[begin SUPPLIED TEXT]

Tuesday, 4 February 2020

How to extract a table from html and save to csv (web to spreadsheet)

WebScraper users have sometimes asked about extracting data contained in tables on multiple pages.

Tables on multiple pages


That's fine if the table is for layout, or if there's just one bit of info that you want to grab from each, identifiable using a class or id.

But to take the whole table raises some questions - how do you map the web table to your output file? It may work if you can identify a similar table on all pages (matching columns) so that each one can be appended and match up, and if the first row is always headings (or marked up as th) and can be ignored, except for maybe the first one.

It's a scenario with a lot of ifs and buts, which means that it may be one of those problems that's best dealt on a case-by-case basis rather than trying to make a configurable app handle it. (if you do have this requirement, please do get in touch.)

Table from a single page


But this week someone asked about extracting a table from a single web page. It's pretty simple to copy the source from the web page, paste it into an online tool, or copy the table from the web page and paste into a spreadsheet app like Numbers or Excel and that was my answer.

But this set me thinking about the job of parsing html and extracting the table data ready for saving in whatever format.

At the core of this is a cocoa class for parsing the html and extracting the table (or tables if there are more than one on the page). With a view to possibly building this into WebScraper to allow it to do the 'tables on multiple pages' task, or for having this ready, should the need arise to use this in a custom app for a one-off job, I've now written that parser and built a small free app around it.

That app is the imaginatively-titled HTMLTabletoCSV which is now available here.


Wednesday, 29 January 2020

Upgrading the hard disk in a G4 iMac

I bought this iMac new in 2003 and used it as my main machine for some time. I was writing software at the time, had a number of products out, but it wasn't my full-time business then. Eventually it was packed away to make room for newer machines.
Isn't it beautiful? OSX 10.4 is a really great version of the operating system, and this is the time when iTunes was at its height. I'd long had it in mind that it would make a great jukebox for kitchen or bedroom, with its great Harmon Kardon speakers with optional subwoofer. 

To be useful again, mine needed:

  • Wireless card (I never did fit one)
  • Hard drive upgrade* (the standard 80Gb one isn't big enough for half of my music collection)
  • Replacement CD drive** (mine had broken somewhere along the line)
  • New battery (small alkaline battery for keeping the time and date)

The parts I expected to be hard were easy, and the parts that should have been easy were hard. I'm documenting my experiences here because there are some things that may be useful to others.

[end SUPPLIED TEXT]
[begin DATA SEGMENT]

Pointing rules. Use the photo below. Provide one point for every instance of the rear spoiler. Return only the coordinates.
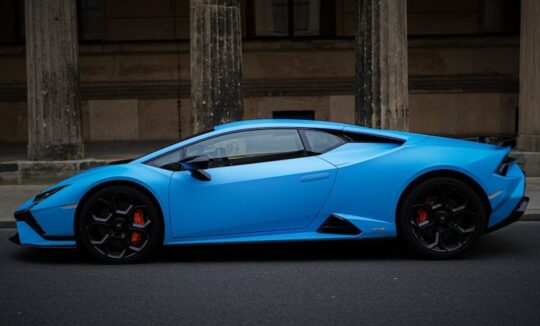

[end DATA SEGMENT]

▶ **THE TASK**: Continue the blog posts on HTML tables and the G4 iMac upgrade, starting right after their last sentence.

▶ **RESPONSE**:
I'd already collected some of these parts, intending to do the work one day. Last week something reminded me of Cro-Mag Rally. It's a great game and the Mac version is now free, thank you Pangea. The OSX version needs a PowerPC mac, and my clamshell iBook proved too slow. so out came the G4 iMac.
 It wasn't remembering the time, which of course means that the battery is dead, and a battery inside an almost 20-year old computer is bad news. So perhaps the time was right to carry out those other upgrades at the same time.
The wireless card and adding RAM are pretty much a trapdoor job (well, behind the stainless steel cover, which has 4 captive crosshead screws. Very simple.) No worries if that's all you have to do.

NB, 10.4 (Tiger) allows connection with WPA2, which is what I needed at home. and the Airport Extreme is working fine. 10.3 and earlier don't have the WPA options, only WEP. Whether those earlier systems can be made to work with a modern router, I can't say.
I had to go deeper. You need to go one layer further even to replace that battery.  This is the new hard drive and replacement CD drive. The latter came from an eBay seller, used but working (allegedly). The HD and my new battery are from the BookYard, I recommend them (as a UK buyer), their website makes it easy find the right parts for your particular machine. The service was efficient and swift.
I have read that delving more deeply into the machine is an advanced task and I was expecting it to be harder than it really was. It's actually very simple. I'm not going to give instructions, there are plenty elsewhere. That's the old CD/HD assembly coming out, note the horrible amount of dust in there. With those out, it's possible to vacuum out the fan and all of the nooks and crannies, taking anti-static precautions.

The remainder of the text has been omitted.